[Records from a point labeling set]
======
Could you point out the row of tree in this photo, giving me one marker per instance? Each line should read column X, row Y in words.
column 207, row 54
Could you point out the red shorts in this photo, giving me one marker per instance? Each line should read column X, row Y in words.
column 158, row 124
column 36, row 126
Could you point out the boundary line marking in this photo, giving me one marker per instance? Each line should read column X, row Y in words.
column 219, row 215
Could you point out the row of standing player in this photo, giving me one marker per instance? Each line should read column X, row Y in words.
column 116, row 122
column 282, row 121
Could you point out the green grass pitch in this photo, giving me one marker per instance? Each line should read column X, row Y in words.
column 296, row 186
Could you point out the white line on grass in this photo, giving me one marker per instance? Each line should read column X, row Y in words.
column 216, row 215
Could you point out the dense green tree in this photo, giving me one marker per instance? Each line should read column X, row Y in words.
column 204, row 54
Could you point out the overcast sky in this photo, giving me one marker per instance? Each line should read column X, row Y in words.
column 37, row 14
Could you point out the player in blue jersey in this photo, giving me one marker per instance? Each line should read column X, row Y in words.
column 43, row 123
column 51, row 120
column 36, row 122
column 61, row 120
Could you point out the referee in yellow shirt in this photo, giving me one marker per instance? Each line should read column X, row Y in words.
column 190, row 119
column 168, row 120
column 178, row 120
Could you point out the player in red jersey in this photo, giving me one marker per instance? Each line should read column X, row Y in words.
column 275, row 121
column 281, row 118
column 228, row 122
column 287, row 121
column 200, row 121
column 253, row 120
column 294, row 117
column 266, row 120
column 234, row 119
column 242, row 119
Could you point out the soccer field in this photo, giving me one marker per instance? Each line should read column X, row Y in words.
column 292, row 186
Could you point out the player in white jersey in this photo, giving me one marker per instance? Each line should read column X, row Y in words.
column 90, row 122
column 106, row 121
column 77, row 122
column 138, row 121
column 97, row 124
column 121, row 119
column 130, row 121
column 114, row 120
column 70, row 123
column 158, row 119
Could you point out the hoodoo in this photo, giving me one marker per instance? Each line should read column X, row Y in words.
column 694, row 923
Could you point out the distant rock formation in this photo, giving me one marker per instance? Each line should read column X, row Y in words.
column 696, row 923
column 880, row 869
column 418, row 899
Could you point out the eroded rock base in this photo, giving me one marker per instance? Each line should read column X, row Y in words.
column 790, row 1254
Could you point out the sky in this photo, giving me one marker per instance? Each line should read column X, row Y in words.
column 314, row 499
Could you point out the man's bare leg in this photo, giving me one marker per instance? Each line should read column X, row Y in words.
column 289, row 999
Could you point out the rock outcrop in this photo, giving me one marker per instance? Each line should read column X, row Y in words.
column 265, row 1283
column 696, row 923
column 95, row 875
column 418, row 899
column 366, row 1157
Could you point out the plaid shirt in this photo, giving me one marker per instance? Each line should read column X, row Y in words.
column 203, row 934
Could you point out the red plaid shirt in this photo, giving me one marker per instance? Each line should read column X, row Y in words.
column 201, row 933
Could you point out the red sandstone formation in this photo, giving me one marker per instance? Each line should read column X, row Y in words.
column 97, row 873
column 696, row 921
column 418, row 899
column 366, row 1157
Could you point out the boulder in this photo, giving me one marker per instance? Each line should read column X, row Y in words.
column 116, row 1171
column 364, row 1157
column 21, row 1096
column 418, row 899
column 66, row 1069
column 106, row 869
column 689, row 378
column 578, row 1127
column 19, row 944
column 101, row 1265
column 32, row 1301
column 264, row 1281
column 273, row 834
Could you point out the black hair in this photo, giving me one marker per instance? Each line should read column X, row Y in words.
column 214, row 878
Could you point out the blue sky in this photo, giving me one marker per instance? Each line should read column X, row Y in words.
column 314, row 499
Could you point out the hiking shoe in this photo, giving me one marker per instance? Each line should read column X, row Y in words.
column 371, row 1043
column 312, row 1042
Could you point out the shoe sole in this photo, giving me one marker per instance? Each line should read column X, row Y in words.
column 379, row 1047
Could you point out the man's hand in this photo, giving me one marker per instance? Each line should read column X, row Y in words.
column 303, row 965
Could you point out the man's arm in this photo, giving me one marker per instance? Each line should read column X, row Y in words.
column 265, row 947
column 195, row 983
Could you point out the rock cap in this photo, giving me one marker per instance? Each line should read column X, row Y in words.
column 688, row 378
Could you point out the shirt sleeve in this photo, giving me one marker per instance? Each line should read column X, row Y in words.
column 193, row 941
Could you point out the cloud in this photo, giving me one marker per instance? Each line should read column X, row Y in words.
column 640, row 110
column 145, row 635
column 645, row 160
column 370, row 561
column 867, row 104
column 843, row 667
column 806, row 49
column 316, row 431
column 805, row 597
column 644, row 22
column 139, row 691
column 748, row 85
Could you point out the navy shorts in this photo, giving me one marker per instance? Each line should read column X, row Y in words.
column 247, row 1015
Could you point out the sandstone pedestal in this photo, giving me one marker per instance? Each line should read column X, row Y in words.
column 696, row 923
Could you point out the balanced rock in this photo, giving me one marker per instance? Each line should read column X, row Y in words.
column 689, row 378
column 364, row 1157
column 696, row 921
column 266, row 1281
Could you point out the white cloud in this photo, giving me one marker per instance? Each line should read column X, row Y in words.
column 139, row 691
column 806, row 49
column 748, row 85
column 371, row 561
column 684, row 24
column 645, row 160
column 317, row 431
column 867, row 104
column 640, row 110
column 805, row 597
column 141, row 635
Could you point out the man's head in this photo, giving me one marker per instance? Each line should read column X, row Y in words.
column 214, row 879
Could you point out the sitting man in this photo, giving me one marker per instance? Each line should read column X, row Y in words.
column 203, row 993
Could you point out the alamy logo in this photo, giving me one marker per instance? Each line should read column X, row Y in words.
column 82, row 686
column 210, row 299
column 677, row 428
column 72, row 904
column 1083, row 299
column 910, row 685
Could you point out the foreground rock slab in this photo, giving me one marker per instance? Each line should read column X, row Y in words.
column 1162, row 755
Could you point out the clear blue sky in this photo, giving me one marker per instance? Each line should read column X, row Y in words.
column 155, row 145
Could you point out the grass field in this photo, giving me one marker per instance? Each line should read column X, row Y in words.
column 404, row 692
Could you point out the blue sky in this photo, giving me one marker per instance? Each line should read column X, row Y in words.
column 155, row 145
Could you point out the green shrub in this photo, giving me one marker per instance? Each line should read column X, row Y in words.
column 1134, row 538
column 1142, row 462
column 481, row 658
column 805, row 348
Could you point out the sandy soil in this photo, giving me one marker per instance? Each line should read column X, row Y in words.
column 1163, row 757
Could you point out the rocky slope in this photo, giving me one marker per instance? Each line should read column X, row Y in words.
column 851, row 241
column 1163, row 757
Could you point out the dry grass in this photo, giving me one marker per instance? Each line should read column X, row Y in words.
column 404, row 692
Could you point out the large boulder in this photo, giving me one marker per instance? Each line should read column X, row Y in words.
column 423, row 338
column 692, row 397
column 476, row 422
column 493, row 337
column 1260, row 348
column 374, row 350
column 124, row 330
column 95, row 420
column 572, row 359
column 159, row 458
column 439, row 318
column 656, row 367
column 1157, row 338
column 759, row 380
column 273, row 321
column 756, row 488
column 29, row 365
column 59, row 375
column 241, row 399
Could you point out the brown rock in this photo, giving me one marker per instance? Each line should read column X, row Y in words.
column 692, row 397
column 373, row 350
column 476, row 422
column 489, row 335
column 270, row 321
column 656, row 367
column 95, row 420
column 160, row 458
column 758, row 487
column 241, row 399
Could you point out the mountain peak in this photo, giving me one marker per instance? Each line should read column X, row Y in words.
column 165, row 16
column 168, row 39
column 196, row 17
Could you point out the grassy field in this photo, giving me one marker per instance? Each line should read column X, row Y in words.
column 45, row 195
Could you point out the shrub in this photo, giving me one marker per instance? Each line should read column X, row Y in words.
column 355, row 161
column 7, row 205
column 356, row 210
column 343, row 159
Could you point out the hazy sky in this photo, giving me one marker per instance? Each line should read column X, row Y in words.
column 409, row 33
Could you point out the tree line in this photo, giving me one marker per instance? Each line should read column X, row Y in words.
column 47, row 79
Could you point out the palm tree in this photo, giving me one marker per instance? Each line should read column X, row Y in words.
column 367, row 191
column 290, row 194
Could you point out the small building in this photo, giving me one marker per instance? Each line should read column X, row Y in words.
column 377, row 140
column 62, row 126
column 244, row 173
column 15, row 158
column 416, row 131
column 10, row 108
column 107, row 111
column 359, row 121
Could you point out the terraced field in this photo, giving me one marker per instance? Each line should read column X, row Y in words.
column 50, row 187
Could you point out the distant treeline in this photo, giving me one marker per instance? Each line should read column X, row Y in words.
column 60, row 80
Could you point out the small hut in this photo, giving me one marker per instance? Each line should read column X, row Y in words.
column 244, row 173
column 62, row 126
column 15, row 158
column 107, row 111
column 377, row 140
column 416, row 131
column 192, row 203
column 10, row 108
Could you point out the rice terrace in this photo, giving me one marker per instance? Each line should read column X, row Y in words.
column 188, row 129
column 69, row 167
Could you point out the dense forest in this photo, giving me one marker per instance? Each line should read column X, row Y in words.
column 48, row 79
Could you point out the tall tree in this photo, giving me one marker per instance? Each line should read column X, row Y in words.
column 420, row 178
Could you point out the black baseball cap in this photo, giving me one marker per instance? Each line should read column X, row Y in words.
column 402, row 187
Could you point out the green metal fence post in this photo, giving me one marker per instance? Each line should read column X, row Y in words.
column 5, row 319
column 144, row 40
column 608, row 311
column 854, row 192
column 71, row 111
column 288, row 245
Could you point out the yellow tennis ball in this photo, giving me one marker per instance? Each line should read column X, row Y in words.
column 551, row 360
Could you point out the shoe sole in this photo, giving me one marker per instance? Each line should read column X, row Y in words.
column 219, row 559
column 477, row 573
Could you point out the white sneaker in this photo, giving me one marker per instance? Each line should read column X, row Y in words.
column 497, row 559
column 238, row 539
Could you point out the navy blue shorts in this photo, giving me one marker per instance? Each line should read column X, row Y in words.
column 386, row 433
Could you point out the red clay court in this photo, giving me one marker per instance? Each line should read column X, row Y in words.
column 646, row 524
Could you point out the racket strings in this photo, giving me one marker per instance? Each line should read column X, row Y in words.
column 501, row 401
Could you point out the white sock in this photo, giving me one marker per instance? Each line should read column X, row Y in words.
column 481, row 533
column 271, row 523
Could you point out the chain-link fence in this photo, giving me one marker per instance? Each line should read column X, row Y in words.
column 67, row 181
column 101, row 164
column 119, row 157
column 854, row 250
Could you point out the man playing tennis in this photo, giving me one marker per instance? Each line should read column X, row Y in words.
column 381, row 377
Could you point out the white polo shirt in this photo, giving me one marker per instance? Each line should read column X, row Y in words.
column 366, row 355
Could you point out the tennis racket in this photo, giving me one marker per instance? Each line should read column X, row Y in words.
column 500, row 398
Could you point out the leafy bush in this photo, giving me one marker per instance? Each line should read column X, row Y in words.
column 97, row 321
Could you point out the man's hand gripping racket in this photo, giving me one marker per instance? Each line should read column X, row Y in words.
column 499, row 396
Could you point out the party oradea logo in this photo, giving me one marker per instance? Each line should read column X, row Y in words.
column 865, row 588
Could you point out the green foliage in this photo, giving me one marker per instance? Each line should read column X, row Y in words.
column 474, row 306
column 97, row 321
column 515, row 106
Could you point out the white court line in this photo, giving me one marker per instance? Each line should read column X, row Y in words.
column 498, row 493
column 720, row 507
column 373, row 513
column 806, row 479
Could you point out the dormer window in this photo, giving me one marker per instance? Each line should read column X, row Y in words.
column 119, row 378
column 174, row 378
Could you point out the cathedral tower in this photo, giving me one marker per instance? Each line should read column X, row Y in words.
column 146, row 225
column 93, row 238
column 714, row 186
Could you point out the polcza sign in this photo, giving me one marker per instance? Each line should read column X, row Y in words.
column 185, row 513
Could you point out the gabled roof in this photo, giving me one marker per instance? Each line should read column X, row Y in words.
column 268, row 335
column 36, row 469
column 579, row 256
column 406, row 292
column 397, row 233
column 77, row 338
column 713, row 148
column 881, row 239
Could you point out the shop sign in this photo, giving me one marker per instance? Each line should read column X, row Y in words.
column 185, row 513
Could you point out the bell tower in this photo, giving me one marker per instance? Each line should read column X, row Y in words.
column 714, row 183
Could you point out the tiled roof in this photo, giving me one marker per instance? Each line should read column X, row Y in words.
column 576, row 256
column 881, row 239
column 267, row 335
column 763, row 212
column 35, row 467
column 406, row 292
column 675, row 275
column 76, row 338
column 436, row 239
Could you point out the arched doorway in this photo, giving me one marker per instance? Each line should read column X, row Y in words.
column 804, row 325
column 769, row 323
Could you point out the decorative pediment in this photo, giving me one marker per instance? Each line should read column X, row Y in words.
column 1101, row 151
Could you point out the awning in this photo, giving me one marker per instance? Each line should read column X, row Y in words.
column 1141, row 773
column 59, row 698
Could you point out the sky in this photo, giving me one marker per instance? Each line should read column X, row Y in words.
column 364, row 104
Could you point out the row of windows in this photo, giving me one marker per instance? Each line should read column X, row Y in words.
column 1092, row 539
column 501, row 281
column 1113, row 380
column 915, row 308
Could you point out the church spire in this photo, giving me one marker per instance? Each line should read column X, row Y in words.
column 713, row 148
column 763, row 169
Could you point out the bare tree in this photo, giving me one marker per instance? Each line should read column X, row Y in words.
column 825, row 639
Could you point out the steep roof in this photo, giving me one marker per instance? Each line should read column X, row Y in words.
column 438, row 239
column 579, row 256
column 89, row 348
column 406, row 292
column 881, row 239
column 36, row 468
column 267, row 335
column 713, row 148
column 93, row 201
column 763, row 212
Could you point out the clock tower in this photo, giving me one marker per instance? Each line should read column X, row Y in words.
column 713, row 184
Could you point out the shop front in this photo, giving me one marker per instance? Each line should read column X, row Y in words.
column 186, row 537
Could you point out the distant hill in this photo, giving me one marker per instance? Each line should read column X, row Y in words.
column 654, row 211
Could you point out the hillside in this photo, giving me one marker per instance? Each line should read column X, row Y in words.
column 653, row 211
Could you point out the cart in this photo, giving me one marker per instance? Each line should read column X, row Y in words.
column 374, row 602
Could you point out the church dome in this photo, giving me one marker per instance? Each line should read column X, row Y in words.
======
:: SHORT TASK ::
Write out the lines from the start of the rows through the line containing "column 219, row 215", inclusive, exactly as they appear.

:: FINAL ANSWER ::
Could you point out the row of tree in this photo, giving me one marker per instance? Each line should read column X, row Y in words.
column 207, row 54
Could you point out the red shorts in this photo, giving me one marker per instance? Each line should read column X, row Y in words.
column 158, row 124
column 36, row 126
Could you point out the boundary line marking in this photo, giving me one marker per instance? Each line should read column X, row Y in words.
column 219, row 215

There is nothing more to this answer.